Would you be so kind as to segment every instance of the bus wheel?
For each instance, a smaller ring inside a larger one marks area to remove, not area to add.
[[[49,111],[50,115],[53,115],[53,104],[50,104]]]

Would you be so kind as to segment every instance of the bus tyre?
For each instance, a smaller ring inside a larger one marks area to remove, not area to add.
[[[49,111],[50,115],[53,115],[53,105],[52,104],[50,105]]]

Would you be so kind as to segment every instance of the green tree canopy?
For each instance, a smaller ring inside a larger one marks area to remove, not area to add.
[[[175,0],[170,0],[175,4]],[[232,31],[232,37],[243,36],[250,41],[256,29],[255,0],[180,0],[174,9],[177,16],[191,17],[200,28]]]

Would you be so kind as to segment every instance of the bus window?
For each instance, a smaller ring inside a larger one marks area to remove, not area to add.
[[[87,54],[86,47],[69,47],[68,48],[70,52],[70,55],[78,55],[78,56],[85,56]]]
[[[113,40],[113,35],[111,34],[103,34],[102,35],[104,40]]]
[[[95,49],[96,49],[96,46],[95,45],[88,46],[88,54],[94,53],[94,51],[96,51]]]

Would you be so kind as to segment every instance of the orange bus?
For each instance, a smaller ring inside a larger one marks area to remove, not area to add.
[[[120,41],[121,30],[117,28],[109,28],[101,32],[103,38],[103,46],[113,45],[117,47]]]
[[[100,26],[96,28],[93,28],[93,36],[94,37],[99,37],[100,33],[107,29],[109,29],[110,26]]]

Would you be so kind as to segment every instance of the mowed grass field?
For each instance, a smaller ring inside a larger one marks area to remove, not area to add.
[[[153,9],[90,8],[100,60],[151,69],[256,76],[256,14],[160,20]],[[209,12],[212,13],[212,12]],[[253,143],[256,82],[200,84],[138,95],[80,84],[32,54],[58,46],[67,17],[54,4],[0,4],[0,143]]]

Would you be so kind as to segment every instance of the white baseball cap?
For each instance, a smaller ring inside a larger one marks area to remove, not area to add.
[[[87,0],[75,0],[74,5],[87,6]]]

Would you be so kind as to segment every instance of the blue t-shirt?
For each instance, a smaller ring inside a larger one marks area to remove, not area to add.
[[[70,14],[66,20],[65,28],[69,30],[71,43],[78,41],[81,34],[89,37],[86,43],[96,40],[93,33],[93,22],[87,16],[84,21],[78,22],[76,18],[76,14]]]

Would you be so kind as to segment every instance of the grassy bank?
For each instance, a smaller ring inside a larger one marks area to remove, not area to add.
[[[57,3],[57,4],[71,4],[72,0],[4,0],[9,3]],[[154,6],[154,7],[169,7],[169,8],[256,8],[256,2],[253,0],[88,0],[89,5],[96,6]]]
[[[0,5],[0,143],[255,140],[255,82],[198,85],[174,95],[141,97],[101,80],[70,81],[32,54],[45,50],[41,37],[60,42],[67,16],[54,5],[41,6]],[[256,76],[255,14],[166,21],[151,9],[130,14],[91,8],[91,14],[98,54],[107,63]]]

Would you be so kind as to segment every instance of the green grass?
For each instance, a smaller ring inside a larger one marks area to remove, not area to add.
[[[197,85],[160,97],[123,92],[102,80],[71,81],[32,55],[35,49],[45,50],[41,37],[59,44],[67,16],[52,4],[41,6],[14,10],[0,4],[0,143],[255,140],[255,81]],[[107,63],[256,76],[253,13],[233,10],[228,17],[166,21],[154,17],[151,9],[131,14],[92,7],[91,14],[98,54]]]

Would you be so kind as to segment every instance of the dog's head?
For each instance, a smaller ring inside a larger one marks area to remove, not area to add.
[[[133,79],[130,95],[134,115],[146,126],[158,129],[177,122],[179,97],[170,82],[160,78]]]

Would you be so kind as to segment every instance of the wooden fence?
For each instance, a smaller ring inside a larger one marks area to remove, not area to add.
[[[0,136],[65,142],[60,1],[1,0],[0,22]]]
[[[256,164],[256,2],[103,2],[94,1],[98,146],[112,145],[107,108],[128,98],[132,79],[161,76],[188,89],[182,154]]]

Exercise brief | Scale the stretch from the line containing "white baseball cap?" through the end of the entries: rewrite those lines with their requests, multiplying every coordinate in the answer outlines by 2.3 and rounding to whole numbers, halves up.

Result |
Would you be so kind as to segment every instance of the white baseball cap?
For each instance, a smaller ring inside a larger one marks area to remove, not area to add.
[[[200,0],[173,0],[170,12],[200,14]]]

Would you be so kind as to segment every instance of the blue t-shirt?
For each instance, a smaller ring inside a larger one marks area to remove, not area to add.
[[[161,32],[152,46],[150,64],[159,69],[163,99],[179,94],[186,78],[205,85],[198,99],[221,92],[214,76],[214,51],[200,37],[193,48],[179,51],[175,41],[175,32]]]

Would you be so kind as to segment every instance of the grassy bank?
For each instance, a smaller ring inside a larger one marks area to remove, not area to add.
[[[131,7],[131,9],[163,9],[166,0],[9,0],[21,7]],[[354,14],[354,16],[389,16],[389,18],[589,18],[589,5],[582,0],[202,0],[205,12],[221,14]]]
[[[0,12],[0,329],[587,322],[587,189],[455,196],[400,219],[324,223],[232,184],[161,186],[74,124],[104,115],[94,85],[138,97],[154,37],[124,12],[94,14]],[[589,175],[587,32],[382,48],[347,21],[299,32],[209,18],[209,32],[225,124],[246,145]]]

Would you be so kind as to segment every instance of the green grass?
For each instance, a smaller ring inside a larger one marks area to remove, not area to add.
[[[453,196],[368,223],[283,212],[235,184],[163,186],[74,127],[81,113],[104,115],[94,85],[136,101],[154,37],[120,9],[94,14],[32,23],[0,9],[0,329],[587,322],[587,186]],[[246,145],[589,175],[582,30],[536,23],[524,39],[382,48],[354,39],[347,21],[301,32],[212,16],[209,32],[225,124]]]

Would you be so kind as to segment every instance of the dog's head?
For each instance, a smaller ring inside a larger one marks area to remove, not area to add.
[[[306,182],[299,219],[308,265],[336,290],[363,297],[407,281],[412,223],[391,189],[368,179]]]

Would you be so kind as to segment every instance of the wooden fence?
For each instance, a smaller ring inside a larger one marks area to remove, not area to add.
[[[0,313],[150,327],[138,2],[2,0],[0,51]]]
[[[589,377],[589,5],[237,5],[216,2],[225,336],[258,334],[246,248],[294,225],[304,182],[370,175],[432,205],[419,354]]]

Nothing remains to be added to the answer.